WORK REQUEST: Each entry needs to appear again, retyped exactly as it is below.

DATA FOR THIS EXERCISE:
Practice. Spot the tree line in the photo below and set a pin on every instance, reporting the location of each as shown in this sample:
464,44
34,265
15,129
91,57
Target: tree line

FINISHED EXERCISE:
Practice. Spot the tree line in the photo below and set a pin on every instance, reporting the location of each as shown in this sample:
464,44
34,265
15,129
91,57
Target: tree line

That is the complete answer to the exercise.